━━━━━ Material supplied
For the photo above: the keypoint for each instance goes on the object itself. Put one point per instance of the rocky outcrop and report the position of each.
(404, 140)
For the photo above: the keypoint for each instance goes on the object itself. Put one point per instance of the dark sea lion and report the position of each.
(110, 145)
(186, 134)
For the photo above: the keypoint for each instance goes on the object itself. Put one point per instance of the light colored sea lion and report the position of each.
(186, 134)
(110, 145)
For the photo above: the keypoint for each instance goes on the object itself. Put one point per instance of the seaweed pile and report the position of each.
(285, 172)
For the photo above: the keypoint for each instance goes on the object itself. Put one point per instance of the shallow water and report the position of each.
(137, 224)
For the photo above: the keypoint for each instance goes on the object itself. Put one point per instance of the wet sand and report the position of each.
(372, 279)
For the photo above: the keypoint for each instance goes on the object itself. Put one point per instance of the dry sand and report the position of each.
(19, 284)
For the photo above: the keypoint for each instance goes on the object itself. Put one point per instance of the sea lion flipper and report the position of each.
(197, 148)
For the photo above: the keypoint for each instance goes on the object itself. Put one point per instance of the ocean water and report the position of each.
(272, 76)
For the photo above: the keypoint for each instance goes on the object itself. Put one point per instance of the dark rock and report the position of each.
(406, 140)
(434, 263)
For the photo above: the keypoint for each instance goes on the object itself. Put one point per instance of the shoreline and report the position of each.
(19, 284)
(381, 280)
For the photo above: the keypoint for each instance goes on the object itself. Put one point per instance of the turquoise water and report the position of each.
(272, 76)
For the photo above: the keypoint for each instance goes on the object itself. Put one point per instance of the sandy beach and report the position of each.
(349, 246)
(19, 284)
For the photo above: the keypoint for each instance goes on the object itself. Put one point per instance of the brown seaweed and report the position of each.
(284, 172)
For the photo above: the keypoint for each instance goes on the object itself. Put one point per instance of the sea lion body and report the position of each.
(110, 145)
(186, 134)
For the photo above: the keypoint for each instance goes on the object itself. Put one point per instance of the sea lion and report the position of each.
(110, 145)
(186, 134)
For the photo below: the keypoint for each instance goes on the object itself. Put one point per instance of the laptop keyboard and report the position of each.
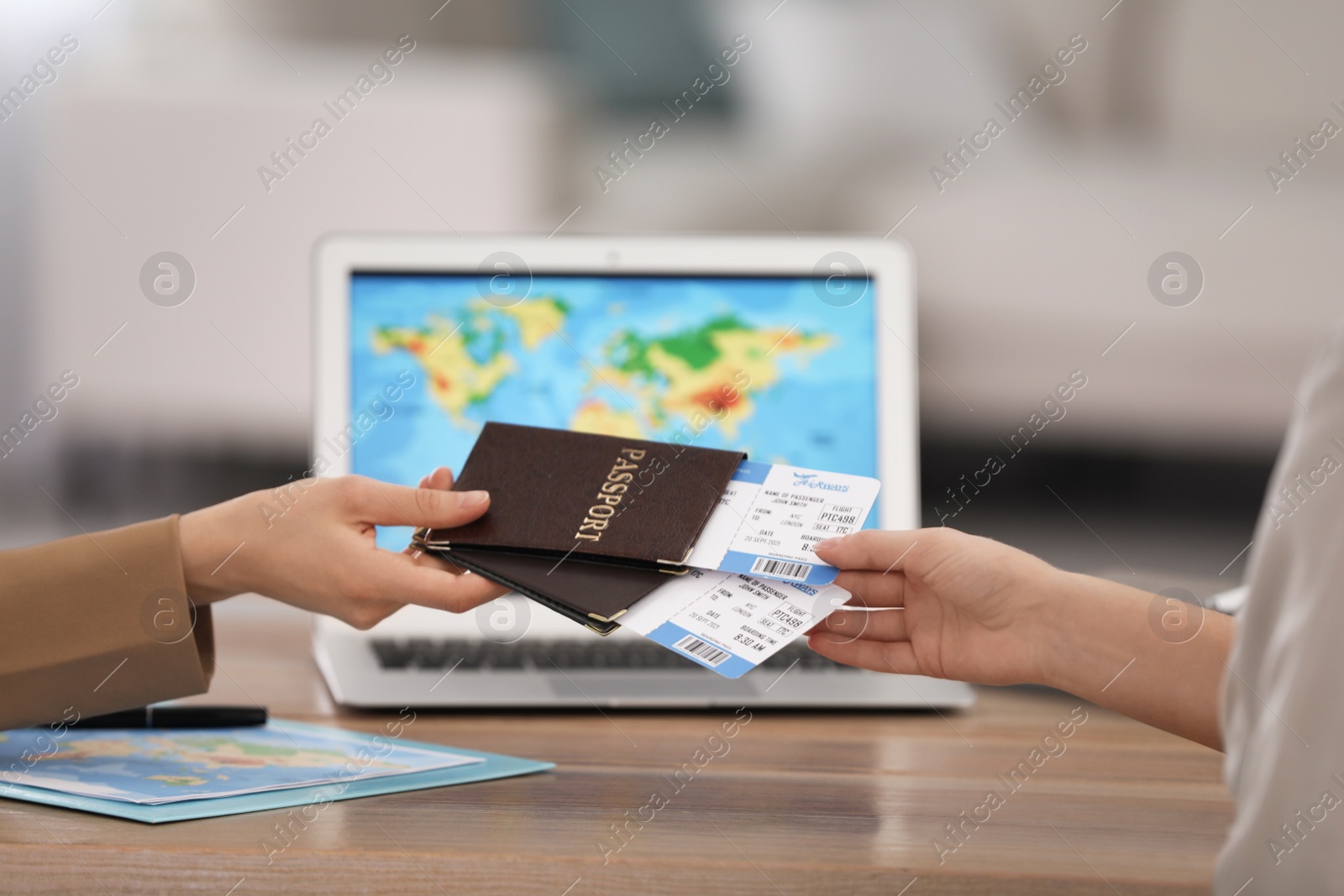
(544, 656)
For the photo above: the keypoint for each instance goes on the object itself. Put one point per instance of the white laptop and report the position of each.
(611, 335)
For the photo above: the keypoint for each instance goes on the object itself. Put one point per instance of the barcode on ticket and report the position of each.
(702, 651)
(781, 569)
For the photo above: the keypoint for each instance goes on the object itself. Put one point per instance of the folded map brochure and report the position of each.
(597, 527)
(171, 774)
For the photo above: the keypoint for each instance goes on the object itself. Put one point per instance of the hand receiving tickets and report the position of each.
(319, 553)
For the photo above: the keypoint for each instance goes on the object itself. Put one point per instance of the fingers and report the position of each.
(429, 584)
(874, 589)
(386, 504)
(878, 656)
(870, 550)
(441, 479)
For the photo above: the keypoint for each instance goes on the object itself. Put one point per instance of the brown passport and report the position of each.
(585, 524)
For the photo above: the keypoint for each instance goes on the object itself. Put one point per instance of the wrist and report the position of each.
(1092, 633)
(207, 537)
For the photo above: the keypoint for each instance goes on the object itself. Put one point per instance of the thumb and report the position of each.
(386, 504)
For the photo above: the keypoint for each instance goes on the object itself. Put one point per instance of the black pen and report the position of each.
(179, 718)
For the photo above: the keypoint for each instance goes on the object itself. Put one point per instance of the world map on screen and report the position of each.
(753, 364)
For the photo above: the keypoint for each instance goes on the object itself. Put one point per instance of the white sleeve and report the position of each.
(1283, 715)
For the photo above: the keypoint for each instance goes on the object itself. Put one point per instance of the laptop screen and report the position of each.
(759, 364)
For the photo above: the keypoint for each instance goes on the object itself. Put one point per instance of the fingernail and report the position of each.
(472, 499)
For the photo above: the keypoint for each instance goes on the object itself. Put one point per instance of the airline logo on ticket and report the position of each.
(729, 622)
(770, 516)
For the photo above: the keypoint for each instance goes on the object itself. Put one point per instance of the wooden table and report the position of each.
(801, 804)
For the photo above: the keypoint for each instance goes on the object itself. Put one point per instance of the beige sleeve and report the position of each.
(97, 624)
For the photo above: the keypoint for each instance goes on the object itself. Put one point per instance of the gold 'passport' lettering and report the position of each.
(609, 495)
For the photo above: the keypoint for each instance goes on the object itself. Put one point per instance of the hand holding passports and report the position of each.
(589, 526)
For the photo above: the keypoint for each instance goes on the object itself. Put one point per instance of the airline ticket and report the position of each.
(730, 622)
(772, 515)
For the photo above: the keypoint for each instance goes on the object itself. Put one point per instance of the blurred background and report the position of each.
(1034, 255)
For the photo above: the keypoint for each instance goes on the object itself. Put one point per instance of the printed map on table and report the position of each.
(159, 766)
(638, 356)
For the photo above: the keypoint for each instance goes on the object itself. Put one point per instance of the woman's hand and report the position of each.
(311, 544)
(967, 607)
(983, 611)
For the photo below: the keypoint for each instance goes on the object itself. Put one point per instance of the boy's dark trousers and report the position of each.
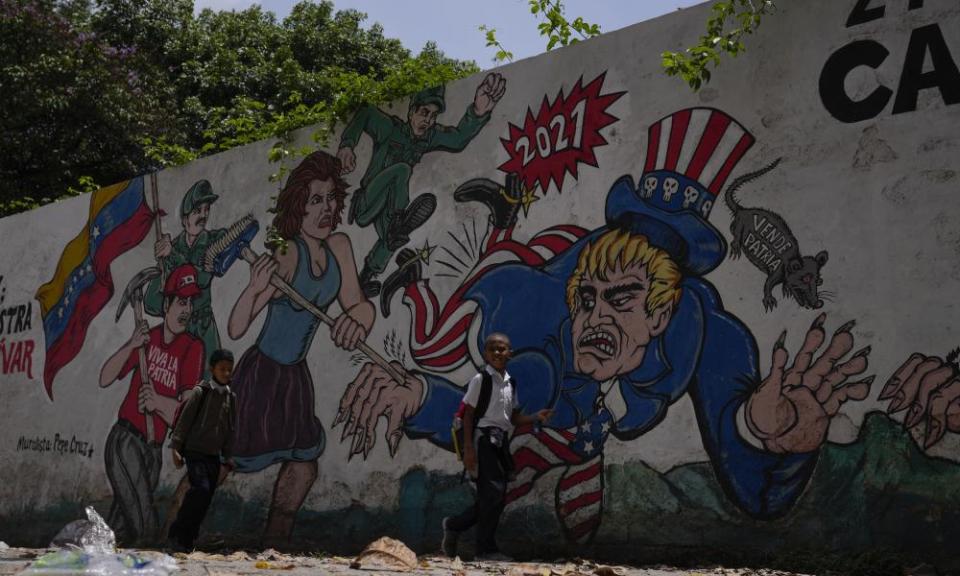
(203, 470)
(493, 469)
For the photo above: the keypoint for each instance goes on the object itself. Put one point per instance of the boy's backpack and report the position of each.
(483, 402)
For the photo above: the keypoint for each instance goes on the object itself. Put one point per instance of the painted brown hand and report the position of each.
(348, 160)
(489, 92)
(374, 394)
(927, 387)
(790, 410)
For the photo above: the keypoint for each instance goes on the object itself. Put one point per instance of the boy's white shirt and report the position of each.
(503, 399)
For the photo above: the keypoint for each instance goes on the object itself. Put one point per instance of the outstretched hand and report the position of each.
(930, 388)
(790, 410)
(374, 394)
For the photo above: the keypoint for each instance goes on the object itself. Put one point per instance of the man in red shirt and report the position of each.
(174, 365)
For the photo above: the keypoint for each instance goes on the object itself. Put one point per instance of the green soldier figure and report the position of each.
(383, 198)
(188, 248)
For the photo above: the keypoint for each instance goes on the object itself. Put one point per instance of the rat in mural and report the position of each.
(770, 246)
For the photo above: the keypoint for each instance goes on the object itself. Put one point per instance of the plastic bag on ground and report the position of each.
(79, 562)
(92, 535)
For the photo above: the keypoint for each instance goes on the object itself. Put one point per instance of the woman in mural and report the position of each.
(275, 393)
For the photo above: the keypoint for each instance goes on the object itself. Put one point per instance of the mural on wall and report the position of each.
(82, 284)
(16, 347)
(928, 388)
(621, 314)
(189, 247)
(563, 134)
(276, 403)
(628, 325)
(770, 246)
(383, 198)
(166, 361)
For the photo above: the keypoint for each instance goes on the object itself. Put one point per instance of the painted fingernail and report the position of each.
(913, 416)
(863, 352)
(818, 322)
(933, 434)
(889, 388)
(846, 327)
(898, 403)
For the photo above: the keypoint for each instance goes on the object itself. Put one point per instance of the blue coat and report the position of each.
(705, 352)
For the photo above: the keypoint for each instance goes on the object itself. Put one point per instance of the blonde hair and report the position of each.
(619, 249)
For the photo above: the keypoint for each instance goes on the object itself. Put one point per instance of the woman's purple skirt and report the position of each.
(275, 413)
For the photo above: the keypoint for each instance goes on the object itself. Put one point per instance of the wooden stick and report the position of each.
(280, 284)
(144, 373)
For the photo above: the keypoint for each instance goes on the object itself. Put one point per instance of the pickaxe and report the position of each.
(133, 294)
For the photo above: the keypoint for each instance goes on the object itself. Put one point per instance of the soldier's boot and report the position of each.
(503, 201)
(355, 206)
(368, 283)
(409, 219)
(409, 270)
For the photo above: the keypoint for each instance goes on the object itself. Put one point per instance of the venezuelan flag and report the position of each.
(82, 285)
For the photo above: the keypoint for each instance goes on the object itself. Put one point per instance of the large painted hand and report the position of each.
(140, 336)
(347, 332)
(348, 160)
(790, 410)
(373, 394)
(489, 93)
(147, 399)
(930, 388)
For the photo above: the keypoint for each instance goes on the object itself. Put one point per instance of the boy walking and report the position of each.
(486, 453)
(202, 437)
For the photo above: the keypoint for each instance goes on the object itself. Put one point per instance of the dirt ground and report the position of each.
(15, 560)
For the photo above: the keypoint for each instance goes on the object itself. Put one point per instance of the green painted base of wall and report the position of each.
(871, 507)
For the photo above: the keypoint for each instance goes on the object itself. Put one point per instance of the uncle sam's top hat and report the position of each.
(690, 155)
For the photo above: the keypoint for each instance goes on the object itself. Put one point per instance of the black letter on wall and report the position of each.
(913, 79)
(835, 99)
(861, 14)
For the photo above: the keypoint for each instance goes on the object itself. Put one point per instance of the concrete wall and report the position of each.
(680, 423)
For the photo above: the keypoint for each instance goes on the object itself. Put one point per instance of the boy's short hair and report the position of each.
(221, 355)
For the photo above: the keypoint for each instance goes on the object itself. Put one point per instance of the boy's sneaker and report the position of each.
(450, 537)
(174, 545)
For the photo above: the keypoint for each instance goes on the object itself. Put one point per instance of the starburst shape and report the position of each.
(528, 198)
(424, 253)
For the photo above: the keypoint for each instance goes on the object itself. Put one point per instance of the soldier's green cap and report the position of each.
(200, 193)
(434, 95)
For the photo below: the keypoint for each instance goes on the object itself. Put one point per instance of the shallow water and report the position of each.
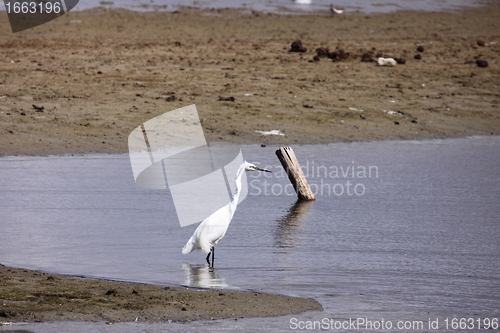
(416, 239)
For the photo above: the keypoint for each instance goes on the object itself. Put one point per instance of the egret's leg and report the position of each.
(208, 257)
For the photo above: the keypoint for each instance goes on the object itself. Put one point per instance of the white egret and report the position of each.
(214, 227)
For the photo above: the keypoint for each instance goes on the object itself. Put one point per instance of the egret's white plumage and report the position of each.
(214, 227)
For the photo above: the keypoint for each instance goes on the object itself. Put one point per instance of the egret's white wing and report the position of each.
(209, 232)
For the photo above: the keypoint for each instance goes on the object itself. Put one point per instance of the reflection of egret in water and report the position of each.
(290, 223)
(202, 276)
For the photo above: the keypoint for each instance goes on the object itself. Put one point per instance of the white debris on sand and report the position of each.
(272, 132)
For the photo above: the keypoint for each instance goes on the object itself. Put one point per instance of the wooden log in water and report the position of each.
(295, 173)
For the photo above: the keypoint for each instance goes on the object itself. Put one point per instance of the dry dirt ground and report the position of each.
(98, 74)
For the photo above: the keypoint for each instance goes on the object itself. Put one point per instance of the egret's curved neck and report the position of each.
(236, 197)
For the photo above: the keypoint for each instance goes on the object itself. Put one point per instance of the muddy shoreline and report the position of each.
(32, 296)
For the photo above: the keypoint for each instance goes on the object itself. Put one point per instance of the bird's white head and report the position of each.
(253, 167)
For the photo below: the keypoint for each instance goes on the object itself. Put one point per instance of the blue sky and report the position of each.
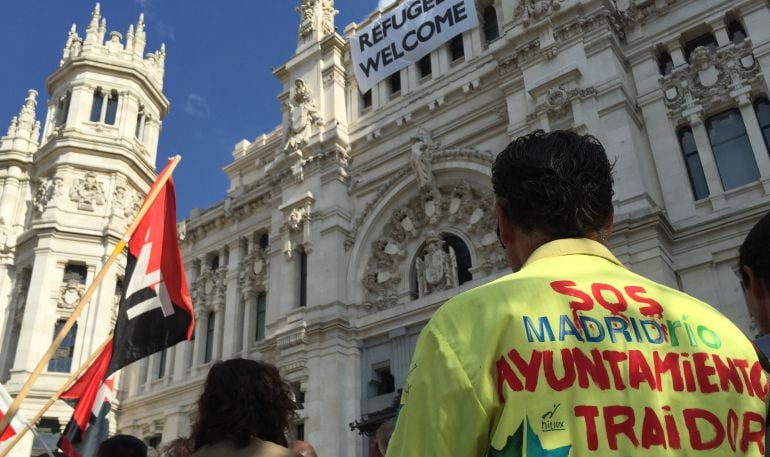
(218, 70)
━━━━━━━━━━
§ **Exercise requirements**:
Please write out the lines from the one that holds "wing and report the position of each." through the end of the material, both ends included, exactly and with no pictures.

§ **Answer box**:
For the photo above: the keypoint for each instance goes on the object itself. Put one point per instance of the egret's white wing and report the position of each.
(209, 232)
For the photo above: the keypoint for each instance goes on the object itself. Put one point per instance of the reflection of egret in water and report the position of each.
(290, 223)
(202, 276)
For the photo above: the keypoint for each instance goes on the object itself. Put one point per instance of the white debris on sand and report the position of each.
(272, 132)
For the photo above: the keypoint for each instance goes on the object itself. Put one point per instance of the wooden log in water and report the position of each.
(295, 173)
For the photo above: the keypoint for each instance goes on the object itself. Put one point per instance of the dry dirt ground and report the position of each.
(98, 74)
For the photo above: the keypoint for each instance goes on the object itself. Put one point per instance of the egret's curved neck and report the position of each.
(236, 197)
For the photo above: the keypoint for each instance goes on the object itself. Put one point per instance of the muddy shoreline and report the position of each.
(32, 296)
For the photo above: the keypoint for each instance goes on the object itself. Put one point per instance of the bird's white head and report the position of each.
(253, 167)
For the photo below: the keypoint for each instance goes on the object itself. Put one point per instance of the blue sky and report the position of each.
(218, 70)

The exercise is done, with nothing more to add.